TEXT SEGMENT:

P.S, Where have you been? Seems I've been doing most of the posting around here lately :laughing:

July 4th, 2007, 10:03 AM
I want a huge tank before I try discus, like 250+ gallons. I want a decent school, with loads of plants and a large school of cardinals or neons in with them. It's not the fish themselves that scare me, it's the budget to set them up the way I want. :laughing:


July 4th, 2007, 10:58 AM
I have absolutely NOTHING to add (in a productive way).....however

Every...single...time I read this thread title I keep thinking "Why the HELL would you want to buy a tank? You can't be serious! Its a MILITARY vehicle!"

My mom/brother seems to be rubbing off on me too much.....


July 4th, 2007, 03:53 PM
Hey there,
Mybird - been pretty busy since I finished up my degrees! Seems life got both more and less hectic all at once. Maybe just in a different way.
I agree with your post wholeheartedly, FW is not a pre-requisite for keeping SW, but any practice at how to manage the nitrogen cycle and keep little fish alive is worthwhile in my books.

WHAT YOU SHOULD DO:
List every date-and-time stamp in the forum thread above.

INFORMATION PROVIDED:
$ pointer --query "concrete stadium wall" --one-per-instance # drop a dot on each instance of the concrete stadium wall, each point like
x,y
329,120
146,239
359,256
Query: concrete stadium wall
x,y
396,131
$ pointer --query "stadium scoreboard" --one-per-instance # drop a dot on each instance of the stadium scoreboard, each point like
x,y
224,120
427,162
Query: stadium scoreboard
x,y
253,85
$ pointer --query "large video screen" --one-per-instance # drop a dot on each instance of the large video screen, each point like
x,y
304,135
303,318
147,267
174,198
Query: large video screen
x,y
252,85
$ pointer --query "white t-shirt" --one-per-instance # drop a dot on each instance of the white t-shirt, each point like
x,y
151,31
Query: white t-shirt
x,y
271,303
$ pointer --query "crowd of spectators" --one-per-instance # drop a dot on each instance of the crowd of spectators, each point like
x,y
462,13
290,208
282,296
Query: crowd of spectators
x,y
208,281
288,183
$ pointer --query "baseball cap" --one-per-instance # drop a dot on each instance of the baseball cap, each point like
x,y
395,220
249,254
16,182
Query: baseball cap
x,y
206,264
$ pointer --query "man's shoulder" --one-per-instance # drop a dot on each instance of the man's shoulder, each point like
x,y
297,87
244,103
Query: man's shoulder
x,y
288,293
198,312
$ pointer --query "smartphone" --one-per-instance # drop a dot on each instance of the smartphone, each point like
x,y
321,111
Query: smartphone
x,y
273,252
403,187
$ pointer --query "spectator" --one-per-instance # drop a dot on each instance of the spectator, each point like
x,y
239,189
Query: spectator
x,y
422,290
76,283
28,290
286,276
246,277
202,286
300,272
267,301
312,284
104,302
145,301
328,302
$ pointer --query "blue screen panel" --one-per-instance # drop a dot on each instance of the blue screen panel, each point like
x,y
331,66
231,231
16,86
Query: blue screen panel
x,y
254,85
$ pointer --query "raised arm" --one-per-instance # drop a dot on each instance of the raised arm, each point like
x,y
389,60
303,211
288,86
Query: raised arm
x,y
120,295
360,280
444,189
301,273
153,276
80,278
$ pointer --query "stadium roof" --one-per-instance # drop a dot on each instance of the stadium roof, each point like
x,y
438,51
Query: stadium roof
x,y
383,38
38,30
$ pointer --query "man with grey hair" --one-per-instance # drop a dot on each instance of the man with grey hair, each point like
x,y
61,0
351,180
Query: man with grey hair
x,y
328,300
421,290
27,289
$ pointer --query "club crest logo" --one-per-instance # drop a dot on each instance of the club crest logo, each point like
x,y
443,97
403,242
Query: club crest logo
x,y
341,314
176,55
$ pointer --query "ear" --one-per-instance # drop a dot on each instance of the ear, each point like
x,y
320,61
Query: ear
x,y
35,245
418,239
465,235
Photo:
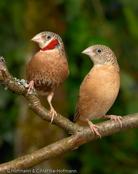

FINISHED EXERCISE:
July 4th, 2007, 10:03 AM
July 4th, 2007, 10:58 AM
July 4th, 2007, 03:53 PM